» **Passage provided**
begin

July 14th, 2019, 9:24
Little Master wrote:Dear All,
I am writing this post to seek help to address the issue I am facing with one of the drives I am using. I have a partition of 27.5GB and it is showing only 17.4 GB space is free inside the partition, however when I open the partition it looks empty. Not able to figure where the data went missing. Have done the basic of hide/unhide files feature of Windows, but all in vain.
Any kind of help is highly appreciated. Thanks in advance.
Screenshots enclosed. I am referring to D: drive partition.
Might be Hidden
you may run this command from dos prompt and see if it shows any folder:
[b]dir f:/a:h[/b]
if its there then run this:
attrib f:/*.* -s -h -r
and you are done
July 14th, 2019, 10:22
Hi,
I tried this method "attrib f:/*.* -s -h -r" but it gave me access denied error.

end

» **Work instructions**
[A] Reproduce the part of the forum thread about the missing drive space that begins at the words "July 14th, 2019, 9:24" and stops after the words "all in vain.".
[B] In the forum thread about the missing drive space, list every switch that follows the attrib command.
[C] Extend the forum thread about the missing drive space with a reply that comes after its final post.

» **Source material**
begin

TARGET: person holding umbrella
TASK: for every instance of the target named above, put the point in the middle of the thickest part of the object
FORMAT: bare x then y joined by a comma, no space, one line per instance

end

» **Results for the exercise**
[A]
July 14th, 2019, 9:24
Little Master wrote:Dear All,
I am writing this post to seek help to address the issue I am facing with one of the drives I am using. I have a partition of 27.5GB and it is showing only 17.4 GB space is free inside the partition, however when I open the partition it looks empty. Not able to figure where the data went missing. Have done the basic of hide/unhide files feature of Windows, but all in vain.

[B] -s, -h, -r

[C]
July 14th, 2019, 14:45
Little Master wrote:Hi,
I tried this method "attrib f:/*.* -s -h -r" but it gave me access denied error.
Of course, if you're working with d: then the f: in the above command should be changed to d:
Also, when you start command prompt, make sure you right-click and select "run as administrator".
You can also see what happens when you turn on "show hidden files" in folder options, which will do the same thing as the command you're trying to run.
July 14th, 2019, 18:00
einstein9 wrote:you may run this command from dos prompt and see if it shows any folder: [b]dir f:/a:h[/b]
if its there then run this: attrib f:/*.* -s -h -r
Use a backslash (\) instead.
July 15th, 2019, 4:14
fzabkar wrote:einstein9 wrote:you may run this command from dos prompt and see if it shows any folder: [b]dir f:/a:h[/b]
if its there then run this: attrib f:/*.* -s -h -r
Use a backslash (\) instead.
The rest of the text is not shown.